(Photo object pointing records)
________
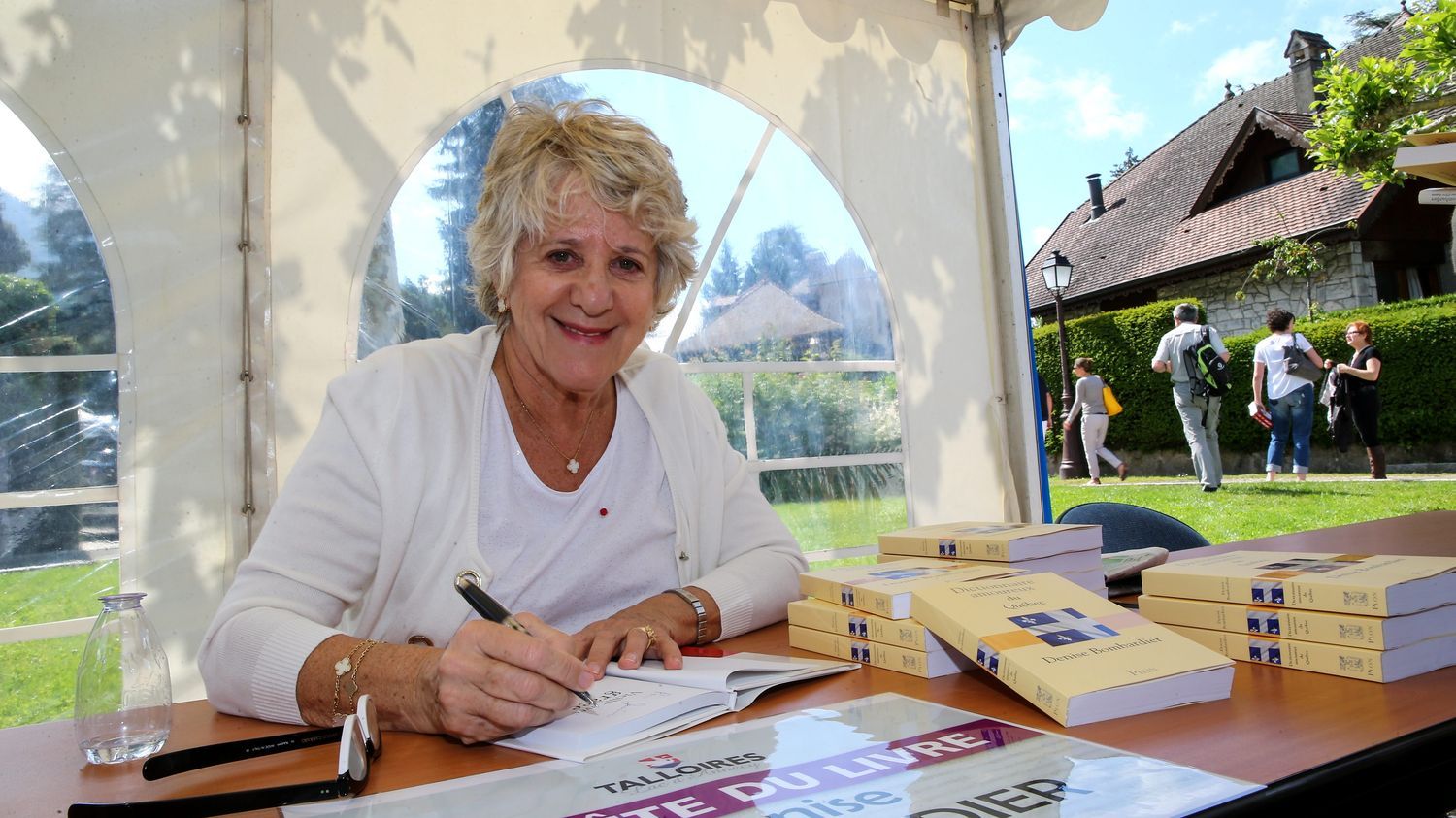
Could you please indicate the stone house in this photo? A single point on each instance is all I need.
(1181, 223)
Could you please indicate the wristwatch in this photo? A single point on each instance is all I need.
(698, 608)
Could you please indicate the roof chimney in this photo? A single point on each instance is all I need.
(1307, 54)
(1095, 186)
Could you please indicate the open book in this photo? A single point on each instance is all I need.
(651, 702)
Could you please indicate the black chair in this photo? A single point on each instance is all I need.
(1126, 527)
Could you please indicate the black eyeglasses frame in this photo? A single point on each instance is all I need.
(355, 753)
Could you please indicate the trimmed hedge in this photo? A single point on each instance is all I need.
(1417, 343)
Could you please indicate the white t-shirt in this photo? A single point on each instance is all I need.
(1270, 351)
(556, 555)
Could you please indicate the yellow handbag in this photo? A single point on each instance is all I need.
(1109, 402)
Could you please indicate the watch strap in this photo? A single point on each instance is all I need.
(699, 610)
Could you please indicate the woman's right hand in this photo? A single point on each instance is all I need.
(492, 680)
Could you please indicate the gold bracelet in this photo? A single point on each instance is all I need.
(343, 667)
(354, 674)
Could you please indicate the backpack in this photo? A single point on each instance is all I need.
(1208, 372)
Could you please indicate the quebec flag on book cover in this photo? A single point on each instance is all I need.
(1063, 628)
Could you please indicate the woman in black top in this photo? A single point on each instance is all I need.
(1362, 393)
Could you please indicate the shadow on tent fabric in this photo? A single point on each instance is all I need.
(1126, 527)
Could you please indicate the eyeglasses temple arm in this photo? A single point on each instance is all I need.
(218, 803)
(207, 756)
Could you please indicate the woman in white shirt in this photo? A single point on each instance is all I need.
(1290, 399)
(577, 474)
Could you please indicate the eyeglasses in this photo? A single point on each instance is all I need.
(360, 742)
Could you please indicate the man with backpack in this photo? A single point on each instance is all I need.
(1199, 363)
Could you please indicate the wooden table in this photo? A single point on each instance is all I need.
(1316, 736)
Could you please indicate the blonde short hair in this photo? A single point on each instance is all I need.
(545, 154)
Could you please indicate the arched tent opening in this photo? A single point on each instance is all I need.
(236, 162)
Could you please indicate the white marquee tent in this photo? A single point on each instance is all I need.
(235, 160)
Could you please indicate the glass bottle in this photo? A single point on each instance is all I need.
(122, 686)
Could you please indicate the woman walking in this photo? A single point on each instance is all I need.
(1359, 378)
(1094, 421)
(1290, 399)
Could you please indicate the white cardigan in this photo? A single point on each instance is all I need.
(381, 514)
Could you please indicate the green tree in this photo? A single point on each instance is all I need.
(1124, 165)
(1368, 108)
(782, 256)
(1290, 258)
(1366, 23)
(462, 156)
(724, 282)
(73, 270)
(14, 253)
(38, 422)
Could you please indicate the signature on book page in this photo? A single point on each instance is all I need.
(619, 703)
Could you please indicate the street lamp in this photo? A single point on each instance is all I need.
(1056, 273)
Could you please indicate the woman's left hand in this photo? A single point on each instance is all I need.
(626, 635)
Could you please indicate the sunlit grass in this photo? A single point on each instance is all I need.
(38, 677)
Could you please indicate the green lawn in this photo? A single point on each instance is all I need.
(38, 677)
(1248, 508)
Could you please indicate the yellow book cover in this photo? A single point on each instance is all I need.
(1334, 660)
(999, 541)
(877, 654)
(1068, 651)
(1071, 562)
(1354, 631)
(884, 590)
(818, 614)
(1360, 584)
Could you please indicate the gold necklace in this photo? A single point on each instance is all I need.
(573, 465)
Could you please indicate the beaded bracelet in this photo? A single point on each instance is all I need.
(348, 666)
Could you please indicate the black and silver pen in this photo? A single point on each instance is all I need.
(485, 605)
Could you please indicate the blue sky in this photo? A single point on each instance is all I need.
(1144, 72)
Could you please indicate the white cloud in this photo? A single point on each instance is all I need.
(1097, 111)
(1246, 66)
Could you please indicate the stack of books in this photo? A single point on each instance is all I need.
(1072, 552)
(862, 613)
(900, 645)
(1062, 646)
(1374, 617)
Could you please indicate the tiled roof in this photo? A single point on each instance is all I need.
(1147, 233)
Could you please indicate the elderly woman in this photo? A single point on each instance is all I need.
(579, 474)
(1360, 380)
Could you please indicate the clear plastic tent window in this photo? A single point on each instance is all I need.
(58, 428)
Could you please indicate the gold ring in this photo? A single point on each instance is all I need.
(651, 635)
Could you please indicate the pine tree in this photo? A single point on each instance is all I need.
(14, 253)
________
▶ What to work on:
Render all of these records as a two-column CSV with the headers "text" and "points." Give one row for each line of wording together with the coordinates that follow it, put each field in quotation marks, change line breaks inside a field to spaces, and omit the pictures.

▶ Task solution:
text,points
"Could you please indicate the stone house in this photo? A single point on each instance is all I need.","(1181, 223)"
"Could you please indicate the wristwatch in this photo? A single point on each instance is all I need.","(698, 608)"
"Could you please indicate the roof chimney in this photo? A single point on each instance is all I need.","(1307, 54) (1095, 186)"
"Could you please indicate the open book in this photo? A single point on each instance is all I need.","(651, 702)"
"Could you please indicate the black chair in this photo? A single point on each instance is all I need.","(1126, 527)"
"Could you please indicate the black eyeglasses frame in this photo? A single point on each instance is all I need.","(355, 753)"
"Could you please indicate the trimmed hedge in this photo? A single point on each instance is all I need.","(1417, 343)"
"Could you please indicate the white t-shirt in this photo? A single point on each instance is all I need.","(1270, 351) (556, 555)"
"Could you please indicate the yellow handbag in this photo? A single point on each instance is all I need.","(1109, 402)"
"Could you please indicate the watch strap in this photo? A single point on each instance is all I need.","(699, 610)"
"Could you please indicate the woman's right hand in this photo? A single point on each instance is all I need.","(492, 680)"
"Could you please indicate the gold bracelet in this photo? A single point on each instance is all I need.","(343, 667) (354, 674)"
"Could you please indicate the backpack in this photo? A single point on each instance is all I need.","(1208, 372)"
"Could you please indicate the quebec flag on book cover in this photo? A single point on each instance is all I need.","(1063, 628)"
"Could you please indicate the woman in black top in this photo? A single point on each instance is all I need.","(1362, 393)"
"Could you please indicate the shadow on tent fabric in this photo? A single point on each instance is all I need.","(1126, 527)"
"Could you please indicate the eyeglasses temple arm in this photo? A single point on each instance is all I need.","(218, 803) (207, 756)"
"Could you please indicate the woman in white shirt in this photo? A single point on each instance is all I need.","(1290, 399) (577, 474)"
"Could you please indicate the eyeglasses in this photo? A single point on each instance is all I need.","(360, 742)"
"Could you please indicate the man with backpack in this photo? A single point on each instance is all I need.","(1199, 363)"
"Could you please indicate the wooden table in this photo? A single point on each instance is all I need.","(1316, 736)"
"Could you please indicate the blonde short hair in this photo? A single point on each instance is all I need.","(545, 154)"
"Could you please indicate the arched tent opening in this photo? A single point on each instance is all I need.","(236, 162)"
"Could you please indicate the white marquee tent in this photo? A single point on each instance is all I need.","(235, 160)"
"Could you please indicate the glass bottle in this photo? A single point on each instance is all I need.","(122, 686)"
"Could you please indicate the woman walking in this photo? A single point on each instance is all I need.","(1359, 378) (1094, 421) (1290, 399)"
"Could you please indicate the white cardigan in this photo? A single point on each instance is all I need.","(381, 514)"
"Could you please indicate the green tree in this photo? A single point on each instance is all I need.","(1124, 165) (1368, 108) (782, 256) (1290, 258) (1366, 23) (462, 156) (724, 282) (73, 270) (14, 253) (38, 422)"
"Could you please indicate the signature on book page in this photo? A single point on each instance is all I need.","(619, 703)"
"Could you please indicate the street lamp in this photo? A single point on each instance is all I need.","(1056, 273)"
"Could you please indicate the woman's left hand in this photo? A single point on each instance is all I need.","(626, 635)"
"Could you please indicate the sunlit grass in this photo? A single point on each instance is all I need.","(38, 677)"
"Could you please indicate the green lawn in this photo? A single point on each instance is all I need.","(38, 677) (1248, 508)"
"Could you please indicate the yellow book cover in this photo? A single point on each instance is all I need.","(1334, 660) (999, 541) (877, 654) (1068, 651) (1071, 562) (1354, 631) (884, 590) (818, 614) (1360, 584)"
"Could you please indicate the gold necklace in this photo? A single point on each instance is all I need.","(573, 465)"
"Could you please indicate the beaded bracelet in this photo? A single point on each instance is all I need.","(348, 666)"
"Could you please indicate the black and silver pen in this photo? A single point on each instance is all I need.","(485, 605)"
"Could you please indicate the blue sky in this photo? A single point on each instance is all I need.","(1144, 72)"
"Could you please indicate the white cloud in this photo? A single point on each instance is all I need.","(1097, 111) (1246, 66)"
"Could you please indicate the stack of books in this photo? A single point on each instance is all I need.","(1072, 552) (862, 613) (900, 645) (1062, 646) (1374, 617)"
"Could you please indicate the tiled roof in this photo? A single point on each instance is all I need.","(1147, 233)"
"Could you please indicate the elderly woman in this photo? A single point on each instance is all I need.","(579, 474) (1360, 380)"
"Could you please indicate the clear plastic tent window in this photo? A single point on each instance is all I need.","(58, 428)"
"Could you please indicate the gold ring in this photo? A single point on each instance is all I need.","(651, 635)"
"Could you please indicate the pine tree in this photo? A single point on each instance is all I need.","(14, 253)"